• [GIVEN TASK]:
Pull out every line of the material below that contains the word "hedge" and copy each one as it appears.

[Start of RECORDS SHOWN]

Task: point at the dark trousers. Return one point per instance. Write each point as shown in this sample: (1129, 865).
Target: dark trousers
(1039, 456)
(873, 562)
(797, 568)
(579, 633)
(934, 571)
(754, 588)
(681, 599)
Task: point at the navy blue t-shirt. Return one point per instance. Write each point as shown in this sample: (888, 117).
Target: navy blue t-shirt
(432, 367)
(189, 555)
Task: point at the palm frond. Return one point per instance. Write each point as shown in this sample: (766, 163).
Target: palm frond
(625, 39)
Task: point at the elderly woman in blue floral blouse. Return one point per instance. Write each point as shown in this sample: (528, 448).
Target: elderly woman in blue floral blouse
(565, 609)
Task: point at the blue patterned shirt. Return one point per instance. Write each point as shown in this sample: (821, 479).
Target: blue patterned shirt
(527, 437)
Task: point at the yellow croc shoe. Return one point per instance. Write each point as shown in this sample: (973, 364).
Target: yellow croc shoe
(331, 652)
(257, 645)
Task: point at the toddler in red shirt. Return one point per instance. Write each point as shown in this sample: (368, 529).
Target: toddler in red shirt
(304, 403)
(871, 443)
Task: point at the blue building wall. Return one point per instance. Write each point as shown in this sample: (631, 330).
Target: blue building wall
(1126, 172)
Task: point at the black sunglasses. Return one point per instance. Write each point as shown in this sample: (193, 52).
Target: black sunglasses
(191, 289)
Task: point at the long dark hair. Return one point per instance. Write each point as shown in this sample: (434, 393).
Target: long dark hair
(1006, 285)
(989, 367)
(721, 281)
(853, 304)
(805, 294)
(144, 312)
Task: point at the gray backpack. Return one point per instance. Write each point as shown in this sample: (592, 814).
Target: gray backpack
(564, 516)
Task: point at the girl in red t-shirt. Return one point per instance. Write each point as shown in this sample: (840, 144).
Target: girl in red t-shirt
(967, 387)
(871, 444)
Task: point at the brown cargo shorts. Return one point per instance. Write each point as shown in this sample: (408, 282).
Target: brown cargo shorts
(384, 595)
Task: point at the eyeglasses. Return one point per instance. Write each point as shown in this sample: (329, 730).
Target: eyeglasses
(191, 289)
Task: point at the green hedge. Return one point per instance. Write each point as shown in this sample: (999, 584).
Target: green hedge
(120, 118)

[End of RECORDS SHOWN]
[Start of RECORDS SHOWN]

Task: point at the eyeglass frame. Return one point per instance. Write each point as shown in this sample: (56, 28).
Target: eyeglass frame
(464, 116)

[End of RECORDS SHOWN]

• [RESULT]:
Task: point at the green hedge. Return one point per instance. Write each point as shown in this sample: (999, 584).
Target: green hedge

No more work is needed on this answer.